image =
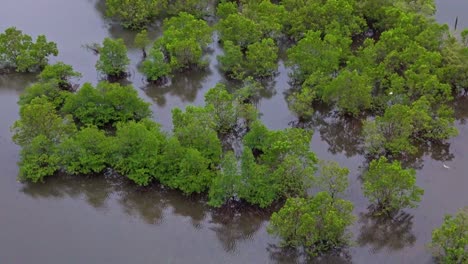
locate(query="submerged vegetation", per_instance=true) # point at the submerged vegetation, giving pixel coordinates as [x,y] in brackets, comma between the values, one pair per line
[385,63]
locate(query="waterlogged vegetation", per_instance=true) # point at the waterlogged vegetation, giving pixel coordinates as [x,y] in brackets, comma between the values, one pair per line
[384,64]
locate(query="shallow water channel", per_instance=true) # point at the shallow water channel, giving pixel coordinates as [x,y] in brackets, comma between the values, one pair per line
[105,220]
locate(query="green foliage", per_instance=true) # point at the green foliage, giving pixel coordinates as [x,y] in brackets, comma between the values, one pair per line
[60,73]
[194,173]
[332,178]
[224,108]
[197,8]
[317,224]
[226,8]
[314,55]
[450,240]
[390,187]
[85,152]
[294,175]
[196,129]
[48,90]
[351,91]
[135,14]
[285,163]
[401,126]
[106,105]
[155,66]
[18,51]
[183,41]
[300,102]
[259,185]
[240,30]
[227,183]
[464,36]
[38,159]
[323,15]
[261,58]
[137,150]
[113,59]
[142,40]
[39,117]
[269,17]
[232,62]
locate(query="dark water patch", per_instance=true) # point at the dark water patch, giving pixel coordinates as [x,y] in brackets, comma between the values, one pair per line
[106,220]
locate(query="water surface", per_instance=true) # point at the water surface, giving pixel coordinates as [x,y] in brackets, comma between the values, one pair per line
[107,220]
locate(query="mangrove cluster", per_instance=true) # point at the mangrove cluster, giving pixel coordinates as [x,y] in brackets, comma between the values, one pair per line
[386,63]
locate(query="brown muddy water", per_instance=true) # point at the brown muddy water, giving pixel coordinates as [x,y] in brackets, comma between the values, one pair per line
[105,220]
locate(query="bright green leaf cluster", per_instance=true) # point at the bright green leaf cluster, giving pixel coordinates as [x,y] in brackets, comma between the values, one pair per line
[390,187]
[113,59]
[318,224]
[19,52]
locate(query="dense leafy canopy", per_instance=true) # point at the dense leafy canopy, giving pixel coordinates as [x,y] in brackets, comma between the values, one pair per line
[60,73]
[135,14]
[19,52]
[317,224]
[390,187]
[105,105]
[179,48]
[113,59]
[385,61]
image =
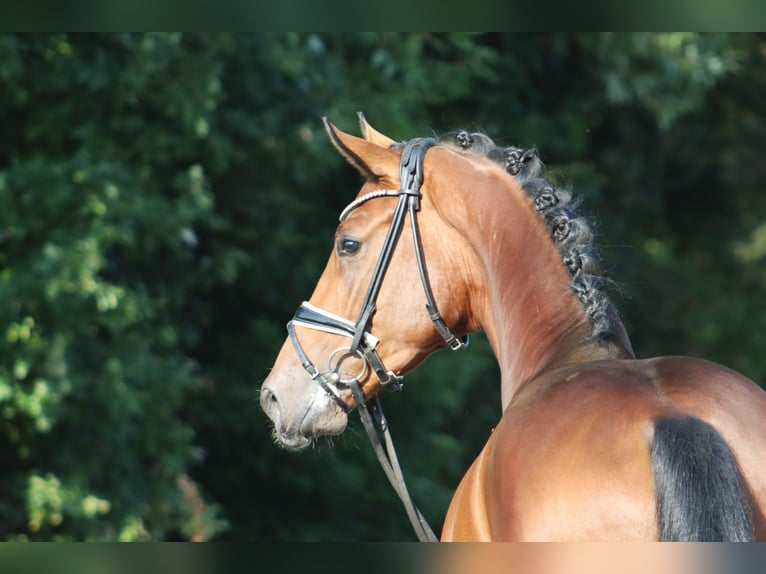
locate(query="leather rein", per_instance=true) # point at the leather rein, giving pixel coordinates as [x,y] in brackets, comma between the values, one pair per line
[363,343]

----------------

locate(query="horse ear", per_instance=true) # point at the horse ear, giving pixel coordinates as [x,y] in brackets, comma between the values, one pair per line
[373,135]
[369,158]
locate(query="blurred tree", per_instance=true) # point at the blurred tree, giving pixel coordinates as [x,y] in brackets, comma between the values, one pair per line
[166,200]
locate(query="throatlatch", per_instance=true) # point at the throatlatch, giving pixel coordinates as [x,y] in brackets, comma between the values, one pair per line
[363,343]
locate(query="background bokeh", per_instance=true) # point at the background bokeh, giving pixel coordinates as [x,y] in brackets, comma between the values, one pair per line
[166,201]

----------------

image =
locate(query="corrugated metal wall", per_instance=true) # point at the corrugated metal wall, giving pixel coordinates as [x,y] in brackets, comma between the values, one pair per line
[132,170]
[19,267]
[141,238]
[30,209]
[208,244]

----------------

- _Instructions for the task_
Pull out every line of the items that contains the word "green", with case counting.

- _Solution for this problem_
locate(query="green foliage", per_instance=true) # point at the green foliage, giving pixel coordinates as [x,y] in brackets, comma between the values, one pair per line
locate(query="bright green leaf cluster", per_instance=true) # point at the bright green leaf cluster, giving pixel coordinates as [x,y] in brackets, comma between the values, one pair per line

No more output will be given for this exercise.